### Job:
Copy out the material below word for word, starting at the line with "Where is the tile" and ending with the line with "[0,47,467,246]", both lines included. Give back only those lines.
--- start of Material for this task ---
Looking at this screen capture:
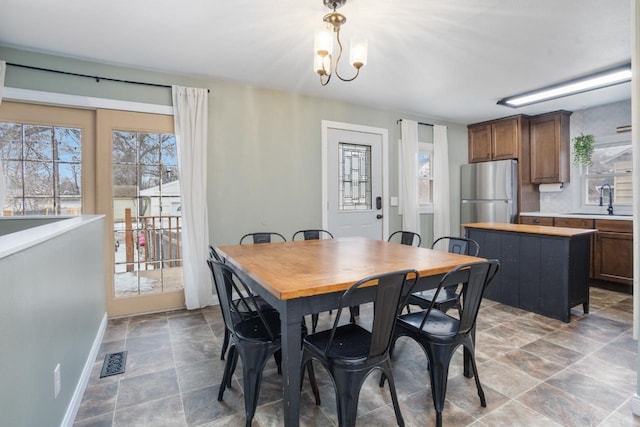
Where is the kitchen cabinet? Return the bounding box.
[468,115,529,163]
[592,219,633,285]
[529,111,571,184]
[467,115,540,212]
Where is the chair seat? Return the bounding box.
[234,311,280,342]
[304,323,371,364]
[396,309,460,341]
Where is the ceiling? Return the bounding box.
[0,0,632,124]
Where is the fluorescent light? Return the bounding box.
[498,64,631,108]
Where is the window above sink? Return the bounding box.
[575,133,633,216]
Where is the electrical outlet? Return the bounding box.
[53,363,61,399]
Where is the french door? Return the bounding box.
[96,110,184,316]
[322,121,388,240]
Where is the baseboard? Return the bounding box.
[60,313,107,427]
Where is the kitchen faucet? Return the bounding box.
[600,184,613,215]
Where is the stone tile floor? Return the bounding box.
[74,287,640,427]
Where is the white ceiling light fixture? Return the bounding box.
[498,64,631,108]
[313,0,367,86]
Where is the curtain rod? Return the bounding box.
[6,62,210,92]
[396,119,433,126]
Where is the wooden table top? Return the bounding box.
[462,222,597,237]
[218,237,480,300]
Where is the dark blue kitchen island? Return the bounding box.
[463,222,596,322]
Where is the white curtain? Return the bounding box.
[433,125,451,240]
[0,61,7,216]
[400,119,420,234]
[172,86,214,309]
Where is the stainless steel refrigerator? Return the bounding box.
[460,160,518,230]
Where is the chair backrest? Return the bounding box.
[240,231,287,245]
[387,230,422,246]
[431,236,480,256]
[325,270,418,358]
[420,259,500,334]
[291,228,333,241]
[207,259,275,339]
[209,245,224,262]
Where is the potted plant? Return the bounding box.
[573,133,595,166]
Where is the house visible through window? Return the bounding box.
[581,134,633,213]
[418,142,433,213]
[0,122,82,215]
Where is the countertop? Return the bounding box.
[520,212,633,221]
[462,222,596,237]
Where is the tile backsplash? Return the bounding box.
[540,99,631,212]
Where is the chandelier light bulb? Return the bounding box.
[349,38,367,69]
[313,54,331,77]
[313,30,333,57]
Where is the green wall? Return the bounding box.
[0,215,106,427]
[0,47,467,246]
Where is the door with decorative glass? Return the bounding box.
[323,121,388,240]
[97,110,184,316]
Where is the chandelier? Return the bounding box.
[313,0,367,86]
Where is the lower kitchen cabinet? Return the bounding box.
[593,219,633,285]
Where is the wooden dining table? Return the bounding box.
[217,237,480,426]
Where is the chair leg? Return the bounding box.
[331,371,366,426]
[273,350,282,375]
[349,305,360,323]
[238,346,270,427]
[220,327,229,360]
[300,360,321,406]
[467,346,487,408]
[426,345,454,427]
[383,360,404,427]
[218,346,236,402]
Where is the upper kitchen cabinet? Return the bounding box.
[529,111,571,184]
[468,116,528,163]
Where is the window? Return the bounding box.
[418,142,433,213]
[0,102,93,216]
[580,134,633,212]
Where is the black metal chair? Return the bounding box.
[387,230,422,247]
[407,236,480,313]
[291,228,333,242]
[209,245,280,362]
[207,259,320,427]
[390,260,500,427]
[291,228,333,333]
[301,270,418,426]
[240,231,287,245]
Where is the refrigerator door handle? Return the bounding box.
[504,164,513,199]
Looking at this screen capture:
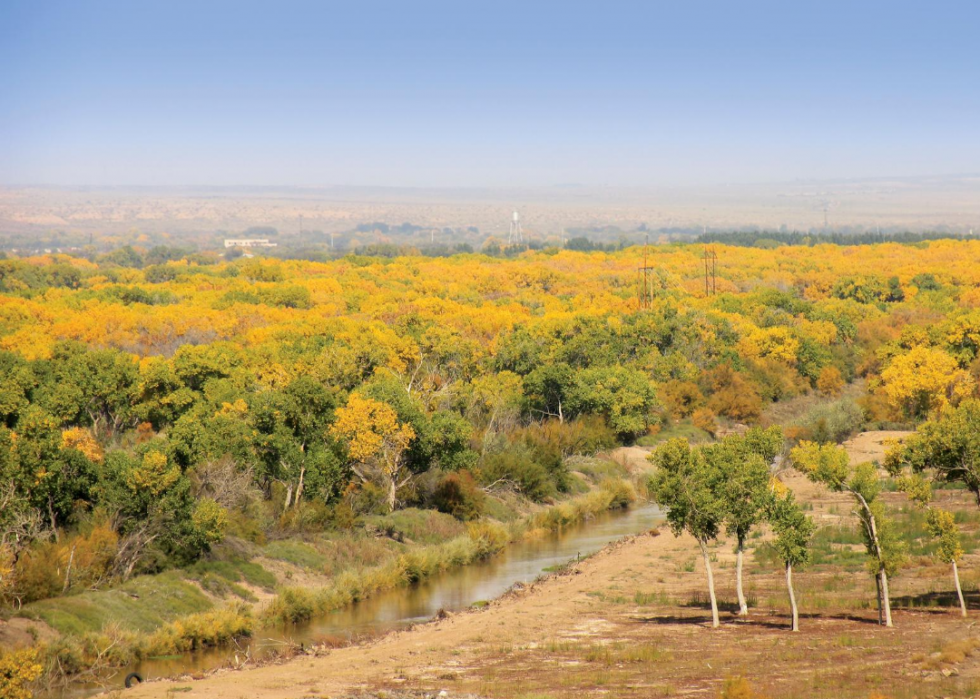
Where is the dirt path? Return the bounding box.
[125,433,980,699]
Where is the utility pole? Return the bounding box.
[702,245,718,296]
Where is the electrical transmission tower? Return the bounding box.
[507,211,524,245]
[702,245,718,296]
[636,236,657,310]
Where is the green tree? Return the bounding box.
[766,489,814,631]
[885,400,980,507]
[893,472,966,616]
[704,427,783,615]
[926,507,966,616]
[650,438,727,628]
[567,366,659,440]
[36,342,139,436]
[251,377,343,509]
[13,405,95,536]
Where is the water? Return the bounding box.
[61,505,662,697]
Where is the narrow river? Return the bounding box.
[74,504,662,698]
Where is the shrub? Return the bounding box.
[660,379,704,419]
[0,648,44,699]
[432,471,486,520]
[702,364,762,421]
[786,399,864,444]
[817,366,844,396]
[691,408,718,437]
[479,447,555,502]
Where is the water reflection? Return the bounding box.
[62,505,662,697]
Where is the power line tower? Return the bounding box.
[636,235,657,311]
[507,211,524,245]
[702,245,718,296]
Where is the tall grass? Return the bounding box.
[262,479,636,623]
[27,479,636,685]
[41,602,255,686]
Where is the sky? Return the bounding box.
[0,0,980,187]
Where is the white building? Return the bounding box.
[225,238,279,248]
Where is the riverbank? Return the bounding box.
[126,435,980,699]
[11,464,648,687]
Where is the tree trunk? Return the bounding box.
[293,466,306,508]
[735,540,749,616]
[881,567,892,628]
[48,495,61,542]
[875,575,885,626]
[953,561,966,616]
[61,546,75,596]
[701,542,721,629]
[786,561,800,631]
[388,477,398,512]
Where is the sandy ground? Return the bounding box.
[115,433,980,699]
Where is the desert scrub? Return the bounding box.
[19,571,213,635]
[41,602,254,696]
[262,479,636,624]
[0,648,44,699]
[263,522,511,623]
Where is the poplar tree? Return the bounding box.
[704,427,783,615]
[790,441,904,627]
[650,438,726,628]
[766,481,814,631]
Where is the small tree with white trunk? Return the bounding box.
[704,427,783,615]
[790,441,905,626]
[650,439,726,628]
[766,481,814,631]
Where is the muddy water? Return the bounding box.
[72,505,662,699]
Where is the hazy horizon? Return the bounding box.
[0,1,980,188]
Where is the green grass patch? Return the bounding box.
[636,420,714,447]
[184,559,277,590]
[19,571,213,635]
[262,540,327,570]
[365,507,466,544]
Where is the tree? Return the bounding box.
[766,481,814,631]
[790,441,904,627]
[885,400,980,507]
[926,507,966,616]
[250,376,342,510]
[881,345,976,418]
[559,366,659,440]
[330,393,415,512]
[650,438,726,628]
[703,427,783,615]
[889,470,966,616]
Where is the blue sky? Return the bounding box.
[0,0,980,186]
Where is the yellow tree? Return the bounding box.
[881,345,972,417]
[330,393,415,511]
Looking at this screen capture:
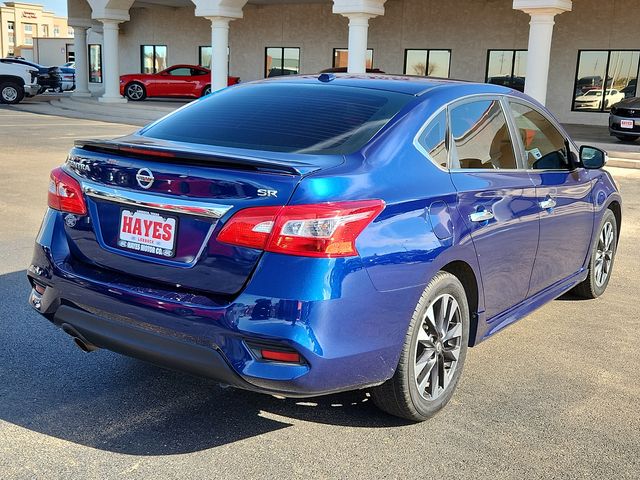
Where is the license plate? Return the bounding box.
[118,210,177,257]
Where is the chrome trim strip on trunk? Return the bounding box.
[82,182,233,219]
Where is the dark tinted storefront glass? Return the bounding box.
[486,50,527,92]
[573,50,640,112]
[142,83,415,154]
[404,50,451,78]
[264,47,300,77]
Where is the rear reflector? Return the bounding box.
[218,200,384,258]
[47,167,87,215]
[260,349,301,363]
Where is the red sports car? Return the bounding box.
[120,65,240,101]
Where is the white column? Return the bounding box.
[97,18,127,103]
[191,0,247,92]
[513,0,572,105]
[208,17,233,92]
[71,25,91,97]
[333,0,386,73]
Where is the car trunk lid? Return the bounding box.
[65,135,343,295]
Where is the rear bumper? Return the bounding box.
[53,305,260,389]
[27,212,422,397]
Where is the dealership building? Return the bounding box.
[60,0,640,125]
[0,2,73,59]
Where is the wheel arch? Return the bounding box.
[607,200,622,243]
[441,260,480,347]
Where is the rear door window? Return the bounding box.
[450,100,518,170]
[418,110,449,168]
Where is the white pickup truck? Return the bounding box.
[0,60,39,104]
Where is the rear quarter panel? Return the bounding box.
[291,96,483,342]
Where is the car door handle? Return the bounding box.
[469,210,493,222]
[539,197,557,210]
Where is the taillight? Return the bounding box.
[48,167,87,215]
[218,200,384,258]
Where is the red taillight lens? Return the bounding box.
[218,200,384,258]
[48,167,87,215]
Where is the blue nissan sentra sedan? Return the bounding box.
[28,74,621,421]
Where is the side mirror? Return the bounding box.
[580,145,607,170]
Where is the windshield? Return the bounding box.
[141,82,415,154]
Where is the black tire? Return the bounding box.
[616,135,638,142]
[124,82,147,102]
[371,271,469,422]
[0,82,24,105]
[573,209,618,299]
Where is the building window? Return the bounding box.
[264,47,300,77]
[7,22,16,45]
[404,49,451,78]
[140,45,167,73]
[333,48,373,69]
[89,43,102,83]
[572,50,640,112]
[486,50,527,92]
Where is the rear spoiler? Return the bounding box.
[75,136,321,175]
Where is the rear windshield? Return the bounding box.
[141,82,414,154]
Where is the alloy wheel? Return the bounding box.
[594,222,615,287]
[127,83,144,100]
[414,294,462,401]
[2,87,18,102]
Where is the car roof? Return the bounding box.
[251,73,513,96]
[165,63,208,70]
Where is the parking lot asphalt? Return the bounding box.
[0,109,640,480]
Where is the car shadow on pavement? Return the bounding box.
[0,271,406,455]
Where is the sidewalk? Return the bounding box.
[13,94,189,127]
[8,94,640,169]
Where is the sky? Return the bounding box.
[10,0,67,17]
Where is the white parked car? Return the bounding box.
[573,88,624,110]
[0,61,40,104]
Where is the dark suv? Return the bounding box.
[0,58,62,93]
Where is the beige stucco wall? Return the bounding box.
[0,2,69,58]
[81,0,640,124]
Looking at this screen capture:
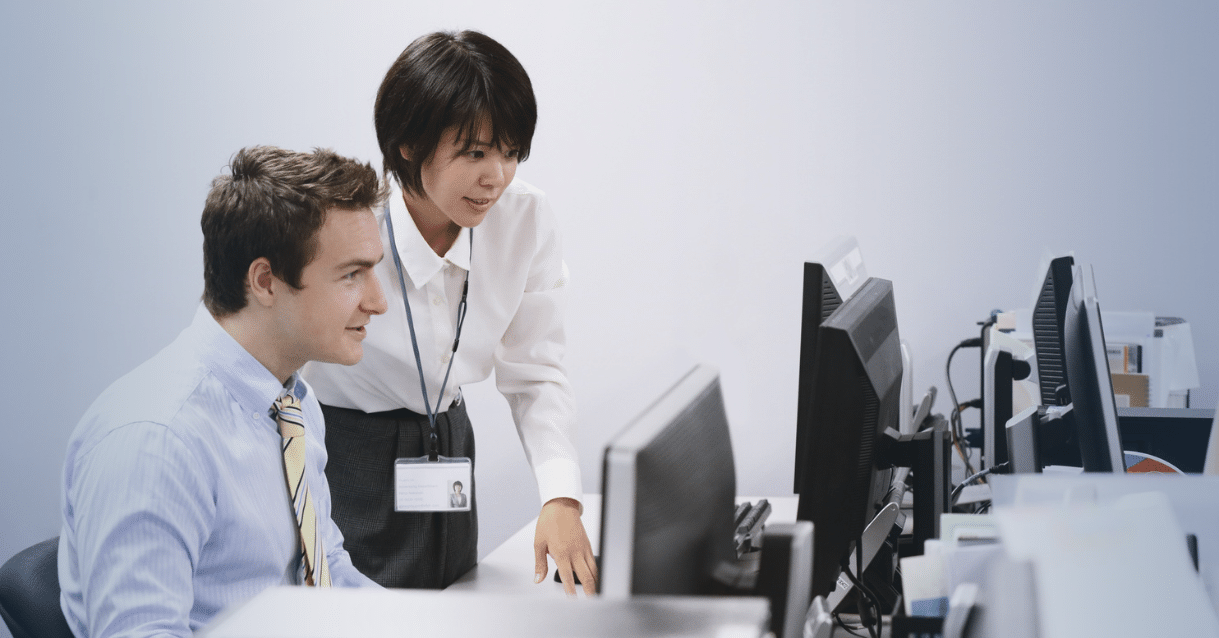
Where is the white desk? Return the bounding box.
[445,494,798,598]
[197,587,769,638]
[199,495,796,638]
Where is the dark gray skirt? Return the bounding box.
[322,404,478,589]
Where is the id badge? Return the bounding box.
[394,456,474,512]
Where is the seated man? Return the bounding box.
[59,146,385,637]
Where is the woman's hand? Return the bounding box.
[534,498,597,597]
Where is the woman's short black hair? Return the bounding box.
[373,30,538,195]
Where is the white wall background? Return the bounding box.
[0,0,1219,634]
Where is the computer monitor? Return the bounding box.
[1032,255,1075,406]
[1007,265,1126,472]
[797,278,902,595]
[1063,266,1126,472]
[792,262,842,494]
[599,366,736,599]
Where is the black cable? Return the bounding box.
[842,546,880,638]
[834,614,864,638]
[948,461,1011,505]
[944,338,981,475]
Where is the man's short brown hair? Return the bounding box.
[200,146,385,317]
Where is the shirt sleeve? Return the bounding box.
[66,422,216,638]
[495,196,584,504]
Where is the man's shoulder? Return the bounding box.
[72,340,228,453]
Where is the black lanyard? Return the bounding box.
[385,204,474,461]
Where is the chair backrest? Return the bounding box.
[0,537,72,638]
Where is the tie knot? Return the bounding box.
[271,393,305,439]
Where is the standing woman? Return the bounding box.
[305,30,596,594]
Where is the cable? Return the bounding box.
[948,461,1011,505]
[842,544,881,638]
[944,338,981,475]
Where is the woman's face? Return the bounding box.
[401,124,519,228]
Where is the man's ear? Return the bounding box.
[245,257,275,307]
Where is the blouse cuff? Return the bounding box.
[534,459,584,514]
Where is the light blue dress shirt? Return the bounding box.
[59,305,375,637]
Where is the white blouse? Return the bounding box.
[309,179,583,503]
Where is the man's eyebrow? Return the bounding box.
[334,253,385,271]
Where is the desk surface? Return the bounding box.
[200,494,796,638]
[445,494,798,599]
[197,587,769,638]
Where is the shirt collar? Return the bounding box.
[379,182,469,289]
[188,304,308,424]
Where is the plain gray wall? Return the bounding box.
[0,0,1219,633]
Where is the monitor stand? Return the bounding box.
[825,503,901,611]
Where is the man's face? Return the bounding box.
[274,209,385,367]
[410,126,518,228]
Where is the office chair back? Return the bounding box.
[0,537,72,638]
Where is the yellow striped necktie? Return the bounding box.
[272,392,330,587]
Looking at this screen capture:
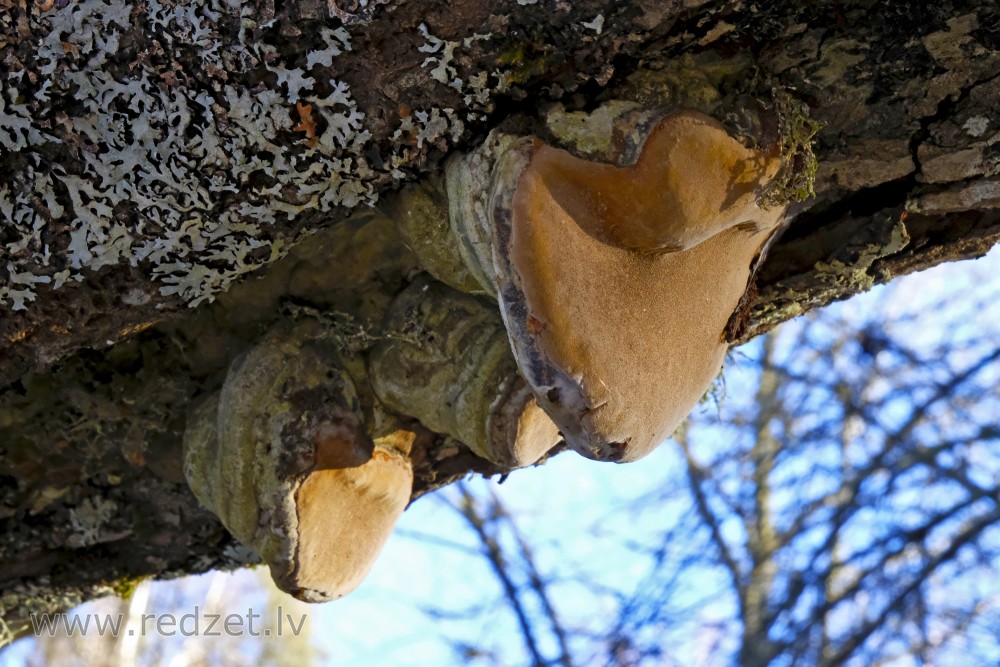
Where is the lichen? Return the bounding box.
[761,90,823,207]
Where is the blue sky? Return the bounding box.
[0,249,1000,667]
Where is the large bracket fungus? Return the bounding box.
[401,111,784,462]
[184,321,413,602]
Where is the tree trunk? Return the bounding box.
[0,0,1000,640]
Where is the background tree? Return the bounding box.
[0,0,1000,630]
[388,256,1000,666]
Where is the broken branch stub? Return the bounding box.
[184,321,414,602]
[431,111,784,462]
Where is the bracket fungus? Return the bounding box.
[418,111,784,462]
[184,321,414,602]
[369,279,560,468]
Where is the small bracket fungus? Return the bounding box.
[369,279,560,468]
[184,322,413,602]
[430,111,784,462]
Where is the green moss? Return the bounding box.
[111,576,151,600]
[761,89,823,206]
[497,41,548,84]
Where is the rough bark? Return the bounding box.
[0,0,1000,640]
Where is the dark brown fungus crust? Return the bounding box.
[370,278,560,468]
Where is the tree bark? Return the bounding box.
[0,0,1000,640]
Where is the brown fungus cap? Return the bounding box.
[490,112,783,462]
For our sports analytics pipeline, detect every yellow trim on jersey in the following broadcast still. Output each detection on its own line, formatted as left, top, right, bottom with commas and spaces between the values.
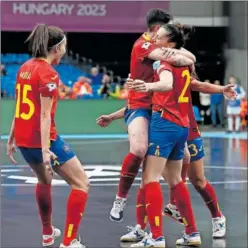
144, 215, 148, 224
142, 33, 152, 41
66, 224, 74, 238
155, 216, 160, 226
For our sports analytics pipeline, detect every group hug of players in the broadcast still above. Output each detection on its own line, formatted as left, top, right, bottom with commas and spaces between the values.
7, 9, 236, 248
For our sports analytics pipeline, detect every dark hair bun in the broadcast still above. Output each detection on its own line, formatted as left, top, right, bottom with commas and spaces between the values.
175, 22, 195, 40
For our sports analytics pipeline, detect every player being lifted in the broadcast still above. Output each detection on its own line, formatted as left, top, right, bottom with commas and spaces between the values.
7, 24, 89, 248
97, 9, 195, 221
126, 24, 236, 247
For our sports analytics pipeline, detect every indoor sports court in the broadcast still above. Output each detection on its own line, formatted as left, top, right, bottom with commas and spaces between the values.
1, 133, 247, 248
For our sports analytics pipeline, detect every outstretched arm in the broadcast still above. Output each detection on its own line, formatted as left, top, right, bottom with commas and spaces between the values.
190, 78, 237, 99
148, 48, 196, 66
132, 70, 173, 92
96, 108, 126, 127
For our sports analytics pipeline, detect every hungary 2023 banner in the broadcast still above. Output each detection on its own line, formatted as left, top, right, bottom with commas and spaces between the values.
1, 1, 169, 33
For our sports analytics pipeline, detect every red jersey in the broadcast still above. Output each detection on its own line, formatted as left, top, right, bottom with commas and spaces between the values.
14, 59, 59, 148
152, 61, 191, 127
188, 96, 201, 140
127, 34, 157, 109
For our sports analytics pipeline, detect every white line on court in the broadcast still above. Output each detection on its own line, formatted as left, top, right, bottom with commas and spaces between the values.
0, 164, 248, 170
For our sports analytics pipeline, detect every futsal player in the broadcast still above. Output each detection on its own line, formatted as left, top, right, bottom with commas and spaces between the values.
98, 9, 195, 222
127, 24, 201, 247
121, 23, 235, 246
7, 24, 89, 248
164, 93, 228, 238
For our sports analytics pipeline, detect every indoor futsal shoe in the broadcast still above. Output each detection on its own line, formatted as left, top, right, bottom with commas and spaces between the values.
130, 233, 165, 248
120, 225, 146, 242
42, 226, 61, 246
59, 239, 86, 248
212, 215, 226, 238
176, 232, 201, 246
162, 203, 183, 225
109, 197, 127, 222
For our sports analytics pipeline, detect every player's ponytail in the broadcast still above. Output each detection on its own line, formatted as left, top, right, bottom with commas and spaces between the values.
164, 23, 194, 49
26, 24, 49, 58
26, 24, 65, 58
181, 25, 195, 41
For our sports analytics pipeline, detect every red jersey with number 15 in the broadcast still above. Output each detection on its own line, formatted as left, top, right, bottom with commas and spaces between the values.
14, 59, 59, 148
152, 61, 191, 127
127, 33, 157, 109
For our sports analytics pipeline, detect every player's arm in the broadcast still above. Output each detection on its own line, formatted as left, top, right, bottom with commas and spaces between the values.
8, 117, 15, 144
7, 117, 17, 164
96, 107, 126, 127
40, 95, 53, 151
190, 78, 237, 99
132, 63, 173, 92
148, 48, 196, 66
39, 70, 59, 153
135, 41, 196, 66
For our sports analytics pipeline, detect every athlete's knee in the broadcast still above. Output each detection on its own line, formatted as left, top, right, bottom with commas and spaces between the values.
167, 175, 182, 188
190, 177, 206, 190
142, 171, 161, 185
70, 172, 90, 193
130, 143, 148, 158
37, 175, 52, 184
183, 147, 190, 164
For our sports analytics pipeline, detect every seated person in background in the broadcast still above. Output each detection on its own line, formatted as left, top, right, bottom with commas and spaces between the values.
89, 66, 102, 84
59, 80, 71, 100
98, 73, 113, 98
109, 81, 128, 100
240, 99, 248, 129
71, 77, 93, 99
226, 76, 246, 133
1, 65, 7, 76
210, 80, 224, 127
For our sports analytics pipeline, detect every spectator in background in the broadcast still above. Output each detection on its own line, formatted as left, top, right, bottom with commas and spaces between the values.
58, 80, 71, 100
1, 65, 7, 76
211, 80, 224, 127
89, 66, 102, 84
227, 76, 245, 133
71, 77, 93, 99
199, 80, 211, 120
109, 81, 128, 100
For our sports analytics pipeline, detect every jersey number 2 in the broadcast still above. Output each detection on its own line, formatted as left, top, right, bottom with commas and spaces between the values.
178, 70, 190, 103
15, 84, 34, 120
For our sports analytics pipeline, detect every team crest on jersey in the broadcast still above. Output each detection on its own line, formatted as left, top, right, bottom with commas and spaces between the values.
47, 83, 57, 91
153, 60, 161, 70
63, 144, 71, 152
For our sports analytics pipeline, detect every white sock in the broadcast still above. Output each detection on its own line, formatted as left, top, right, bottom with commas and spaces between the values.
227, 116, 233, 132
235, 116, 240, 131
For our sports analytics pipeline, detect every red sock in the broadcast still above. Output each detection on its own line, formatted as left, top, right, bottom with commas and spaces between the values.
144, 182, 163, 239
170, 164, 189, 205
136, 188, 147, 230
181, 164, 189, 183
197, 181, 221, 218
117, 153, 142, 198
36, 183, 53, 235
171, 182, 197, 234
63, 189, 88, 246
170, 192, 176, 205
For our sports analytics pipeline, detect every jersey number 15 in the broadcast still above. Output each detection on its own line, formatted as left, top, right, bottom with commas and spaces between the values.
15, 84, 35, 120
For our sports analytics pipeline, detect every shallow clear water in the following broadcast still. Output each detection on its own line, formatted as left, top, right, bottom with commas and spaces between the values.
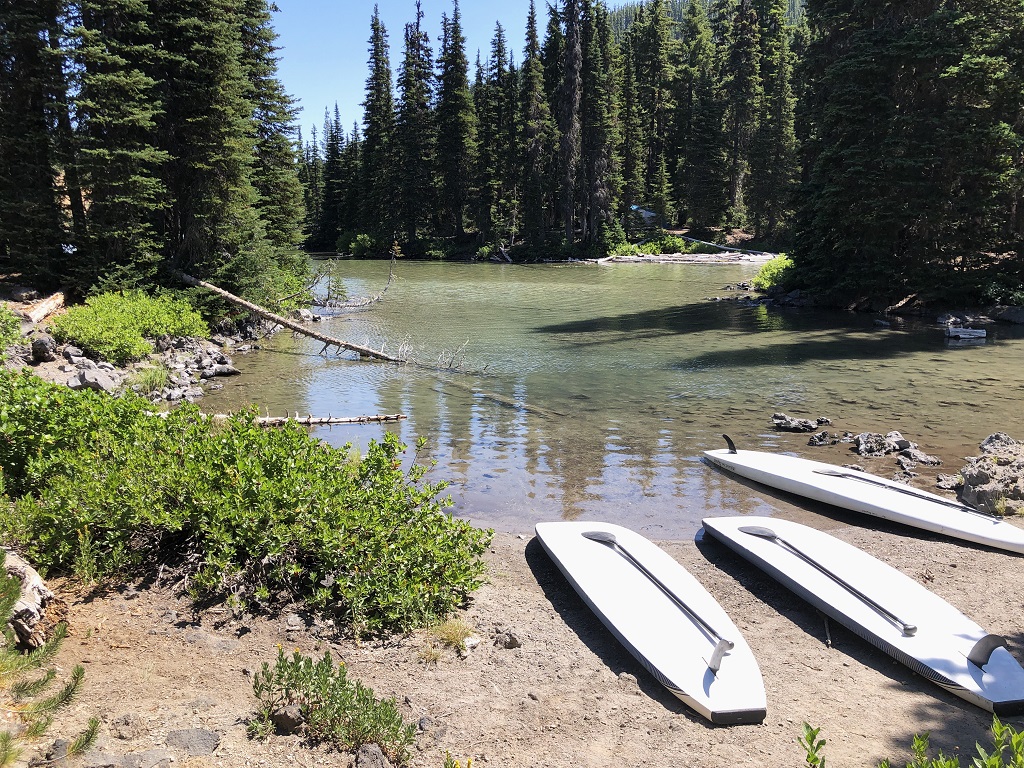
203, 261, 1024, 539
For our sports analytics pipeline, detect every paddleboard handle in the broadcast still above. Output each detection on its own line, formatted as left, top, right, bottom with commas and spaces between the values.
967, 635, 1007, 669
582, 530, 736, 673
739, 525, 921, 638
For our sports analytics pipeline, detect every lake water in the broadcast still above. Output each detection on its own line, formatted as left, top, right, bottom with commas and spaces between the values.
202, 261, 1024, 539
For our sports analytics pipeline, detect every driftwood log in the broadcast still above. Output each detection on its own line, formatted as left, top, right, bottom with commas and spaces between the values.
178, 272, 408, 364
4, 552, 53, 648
--- end of Material for this task ---
### The answer:
Where is the tile backsplash? Return the bounding box.
[540,99,631,212]
Where is the chandelier light bulb? Return the bounding box.
[349,38,367,69]
[313,54,331,77]
[313,30,333,57]
Where is the green wall? Return the bounding box.
[0,215,106,427]
[0,47,467,246]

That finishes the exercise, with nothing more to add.